» Set task:
Extract every line of the records below that contains the word "center", and copy each such line in full.

========================================================================

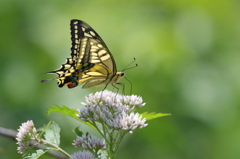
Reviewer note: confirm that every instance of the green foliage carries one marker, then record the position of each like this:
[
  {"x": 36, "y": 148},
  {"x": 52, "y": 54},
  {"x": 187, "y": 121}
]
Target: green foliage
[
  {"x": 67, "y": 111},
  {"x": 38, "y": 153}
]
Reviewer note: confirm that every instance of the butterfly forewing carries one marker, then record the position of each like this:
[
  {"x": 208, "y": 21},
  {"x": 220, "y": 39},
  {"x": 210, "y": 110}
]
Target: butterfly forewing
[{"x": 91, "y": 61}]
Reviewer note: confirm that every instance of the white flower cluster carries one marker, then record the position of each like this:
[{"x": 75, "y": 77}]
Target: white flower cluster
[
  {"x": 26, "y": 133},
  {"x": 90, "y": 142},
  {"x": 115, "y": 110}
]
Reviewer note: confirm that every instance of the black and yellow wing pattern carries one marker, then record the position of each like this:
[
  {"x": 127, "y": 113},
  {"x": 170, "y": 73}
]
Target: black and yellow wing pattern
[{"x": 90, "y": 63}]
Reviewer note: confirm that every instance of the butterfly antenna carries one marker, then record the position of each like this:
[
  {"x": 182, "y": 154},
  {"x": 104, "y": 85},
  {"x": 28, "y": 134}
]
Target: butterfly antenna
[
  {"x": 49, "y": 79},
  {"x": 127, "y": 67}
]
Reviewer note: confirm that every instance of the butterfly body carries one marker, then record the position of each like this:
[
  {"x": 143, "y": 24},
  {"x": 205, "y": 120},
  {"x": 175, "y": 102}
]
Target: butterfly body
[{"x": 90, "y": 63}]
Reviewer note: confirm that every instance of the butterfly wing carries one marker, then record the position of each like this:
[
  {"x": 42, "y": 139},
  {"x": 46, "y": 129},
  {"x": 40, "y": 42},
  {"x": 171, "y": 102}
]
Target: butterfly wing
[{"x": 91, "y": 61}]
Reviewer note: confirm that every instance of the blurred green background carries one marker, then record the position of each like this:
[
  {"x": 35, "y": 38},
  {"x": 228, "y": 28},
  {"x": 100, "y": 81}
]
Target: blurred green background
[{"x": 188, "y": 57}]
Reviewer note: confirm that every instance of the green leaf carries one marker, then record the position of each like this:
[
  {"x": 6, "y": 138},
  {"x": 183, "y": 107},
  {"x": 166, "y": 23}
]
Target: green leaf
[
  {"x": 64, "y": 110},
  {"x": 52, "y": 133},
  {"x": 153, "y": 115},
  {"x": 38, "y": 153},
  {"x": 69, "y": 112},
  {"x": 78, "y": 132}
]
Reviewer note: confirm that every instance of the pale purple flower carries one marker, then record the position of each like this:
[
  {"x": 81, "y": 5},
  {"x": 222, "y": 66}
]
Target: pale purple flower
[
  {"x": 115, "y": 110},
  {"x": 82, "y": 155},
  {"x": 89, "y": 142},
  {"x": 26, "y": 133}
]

========================================================================

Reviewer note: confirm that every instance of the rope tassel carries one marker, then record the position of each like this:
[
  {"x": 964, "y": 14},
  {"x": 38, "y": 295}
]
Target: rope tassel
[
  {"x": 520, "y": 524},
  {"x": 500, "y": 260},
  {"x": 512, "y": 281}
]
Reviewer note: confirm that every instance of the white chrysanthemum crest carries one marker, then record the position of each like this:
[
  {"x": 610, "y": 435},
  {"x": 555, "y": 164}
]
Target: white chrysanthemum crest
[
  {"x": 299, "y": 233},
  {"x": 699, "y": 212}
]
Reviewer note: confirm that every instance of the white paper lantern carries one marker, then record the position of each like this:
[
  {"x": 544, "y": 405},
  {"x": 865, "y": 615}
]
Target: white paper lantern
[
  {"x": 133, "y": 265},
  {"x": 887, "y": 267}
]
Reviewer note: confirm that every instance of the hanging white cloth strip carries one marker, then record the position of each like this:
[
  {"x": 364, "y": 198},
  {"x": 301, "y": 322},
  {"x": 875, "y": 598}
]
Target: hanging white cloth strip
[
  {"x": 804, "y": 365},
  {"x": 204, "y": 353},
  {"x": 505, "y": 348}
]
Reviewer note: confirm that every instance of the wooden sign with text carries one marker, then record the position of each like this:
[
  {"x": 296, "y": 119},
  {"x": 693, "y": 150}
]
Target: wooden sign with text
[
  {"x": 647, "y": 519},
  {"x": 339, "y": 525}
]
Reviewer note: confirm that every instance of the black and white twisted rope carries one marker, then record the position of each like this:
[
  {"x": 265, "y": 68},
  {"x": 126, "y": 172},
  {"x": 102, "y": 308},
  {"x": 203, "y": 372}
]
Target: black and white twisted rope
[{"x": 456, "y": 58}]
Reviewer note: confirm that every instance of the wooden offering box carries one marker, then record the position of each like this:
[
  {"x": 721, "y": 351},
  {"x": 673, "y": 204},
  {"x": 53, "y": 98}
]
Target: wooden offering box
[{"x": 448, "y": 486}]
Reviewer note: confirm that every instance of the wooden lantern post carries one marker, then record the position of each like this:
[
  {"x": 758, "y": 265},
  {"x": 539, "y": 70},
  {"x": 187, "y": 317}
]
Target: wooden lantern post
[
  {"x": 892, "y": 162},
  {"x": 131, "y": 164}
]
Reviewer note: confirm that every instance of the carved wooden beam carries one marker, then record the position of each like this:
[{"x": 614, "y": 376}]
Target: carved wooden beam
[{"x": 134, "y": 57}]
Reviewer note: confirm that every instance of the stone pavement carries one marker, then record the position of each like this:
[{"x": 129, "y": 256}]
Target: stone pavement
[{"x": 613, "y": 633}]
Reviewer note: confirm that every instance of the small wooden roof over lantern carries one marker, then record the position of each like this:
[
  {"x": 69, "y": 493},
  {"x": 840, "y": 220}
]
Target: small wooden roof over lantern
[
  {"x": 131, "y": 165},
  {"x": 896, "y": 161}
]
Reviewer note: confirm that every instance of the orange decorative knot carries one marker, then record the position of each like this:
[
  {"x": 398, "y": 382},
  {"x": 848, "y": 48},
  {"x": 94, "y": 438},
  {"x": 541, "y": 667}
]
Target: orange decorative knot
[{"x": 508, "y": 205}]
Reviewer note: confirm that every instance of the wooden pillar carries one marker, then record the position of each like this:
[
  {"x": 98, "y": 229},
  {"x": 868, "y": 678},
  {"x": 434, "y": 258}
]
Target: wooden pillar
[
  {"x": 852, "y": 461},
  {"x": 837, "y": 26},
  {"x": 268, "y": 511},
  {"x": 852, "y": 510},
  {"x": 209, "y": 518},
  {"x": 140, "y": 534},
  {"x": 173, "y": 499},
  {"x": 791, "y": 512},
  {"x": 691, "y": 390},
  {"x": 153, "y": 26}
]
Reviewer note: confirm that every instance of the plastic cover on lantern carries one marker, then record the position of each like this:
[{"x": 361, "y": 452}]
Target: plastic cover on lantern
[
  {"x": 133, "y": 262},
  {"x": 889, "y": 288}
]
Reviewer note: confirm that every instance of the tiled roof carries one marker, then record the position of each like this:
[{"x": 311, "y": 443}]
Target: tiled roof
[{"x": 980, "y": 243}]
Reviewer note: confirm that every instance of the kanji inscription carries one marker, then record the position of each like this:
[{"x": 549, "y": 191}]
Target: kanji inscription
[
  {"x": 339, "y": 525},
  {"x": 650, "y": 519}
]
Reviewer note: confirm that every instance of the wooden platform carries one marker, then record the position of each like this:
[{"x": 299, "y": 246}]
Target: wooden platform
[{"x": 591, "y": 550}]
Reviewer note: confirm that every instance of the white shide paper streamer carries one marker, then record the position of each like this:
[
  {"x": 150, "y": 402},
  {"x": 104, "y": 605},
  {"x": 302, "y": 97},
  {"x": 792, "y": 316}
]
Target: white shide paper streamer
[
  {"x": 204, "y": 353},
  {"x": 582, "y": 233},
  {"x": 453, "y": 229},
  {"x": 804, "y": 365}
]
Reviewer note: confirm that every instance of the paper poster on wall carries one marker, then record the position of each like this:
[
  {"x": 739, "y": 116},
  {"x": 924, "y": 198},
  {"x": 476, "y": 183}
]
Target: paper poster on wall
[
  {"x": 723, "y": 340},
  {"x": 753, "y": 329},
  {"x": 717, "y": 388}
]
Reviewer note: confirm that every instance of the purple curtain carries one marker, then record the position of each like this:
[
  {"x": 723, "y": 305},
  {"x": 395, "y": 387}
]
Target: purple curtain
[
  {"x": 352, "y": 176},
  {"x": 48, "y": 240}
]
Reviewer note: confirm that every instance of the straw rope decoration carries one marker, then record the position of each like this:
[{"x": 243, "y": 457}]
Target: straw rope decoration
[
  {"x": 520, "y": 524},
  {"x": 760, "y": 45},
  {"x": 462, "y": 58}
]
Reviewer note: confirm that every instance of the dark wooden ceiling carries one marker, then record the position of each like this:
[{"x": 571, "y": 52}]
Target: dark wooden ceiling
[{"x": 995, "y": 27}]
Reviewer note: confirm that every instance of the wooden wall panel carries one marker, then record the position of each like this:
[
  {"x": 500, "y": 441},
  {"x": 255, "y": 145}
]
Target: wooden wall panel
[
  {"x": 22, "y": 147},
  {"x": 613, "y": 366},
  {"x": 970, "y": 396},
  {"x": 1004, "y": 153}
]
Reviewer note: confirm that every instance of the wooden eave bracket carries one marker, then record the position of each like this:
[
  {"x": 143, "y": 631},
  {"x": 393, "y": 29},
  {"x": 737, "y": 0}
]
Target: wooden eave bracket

========================================================================

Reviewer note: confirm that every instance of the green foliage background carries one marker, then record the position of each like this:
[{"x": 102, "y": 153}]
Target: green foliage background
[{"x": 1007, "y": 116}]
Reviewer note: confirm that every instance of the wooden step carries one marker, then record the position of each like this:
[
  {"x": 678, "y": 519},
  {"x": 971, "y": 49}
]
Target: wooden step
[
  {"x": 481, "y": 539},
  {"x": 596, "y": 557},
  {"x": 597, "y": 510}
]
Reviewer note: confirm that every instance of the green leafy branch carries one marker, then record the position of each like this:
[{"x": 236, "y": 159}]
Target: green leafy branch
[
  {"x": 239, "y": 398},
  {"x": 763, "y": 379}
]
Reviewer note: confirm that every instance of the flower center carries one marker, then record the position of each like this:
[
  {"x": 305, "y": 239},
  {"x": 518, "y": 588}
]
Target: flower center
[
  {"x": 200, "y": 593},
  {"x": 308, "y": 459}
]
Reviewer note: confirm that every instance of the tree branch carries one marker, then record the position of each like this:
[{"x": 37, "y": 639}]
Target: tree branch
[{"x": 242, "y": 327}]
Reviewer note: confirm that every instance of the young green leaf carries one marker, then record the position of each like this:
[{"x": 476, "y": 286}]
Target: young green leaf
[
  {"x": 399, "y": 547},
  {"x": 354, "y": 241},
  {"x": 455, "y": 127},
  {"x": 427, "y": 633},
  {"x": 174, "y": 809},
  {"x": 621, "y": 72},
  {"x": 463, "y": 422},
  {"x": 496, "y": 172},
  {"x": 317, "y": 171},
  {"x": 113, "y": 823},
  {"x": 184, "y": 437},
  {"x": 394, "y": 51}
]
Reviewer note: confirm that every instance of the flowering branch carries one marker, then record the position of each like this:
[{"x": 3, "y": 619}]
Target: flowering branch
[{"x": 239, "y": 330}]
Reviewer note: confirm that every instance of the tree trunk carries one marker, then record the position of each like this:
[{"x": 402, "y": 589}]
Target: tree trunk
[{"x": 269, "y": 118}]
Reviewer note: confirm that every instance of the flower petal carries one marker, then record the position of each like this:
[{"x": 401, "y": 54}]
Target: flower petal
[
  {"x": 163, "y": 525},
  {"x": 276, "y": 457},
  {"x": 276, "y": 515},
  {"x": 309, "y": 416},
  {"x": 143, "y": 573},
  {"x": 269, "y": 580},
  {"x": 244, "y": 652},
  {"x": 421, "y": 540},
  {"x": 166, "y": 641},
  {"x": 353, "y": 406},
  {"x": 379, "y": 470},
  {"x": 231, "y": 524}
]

========================================================================

» Result of the task:
Reviewer note: confirm that every instance of the flower center carries one marker, then record the position of each like this:
Target: flower center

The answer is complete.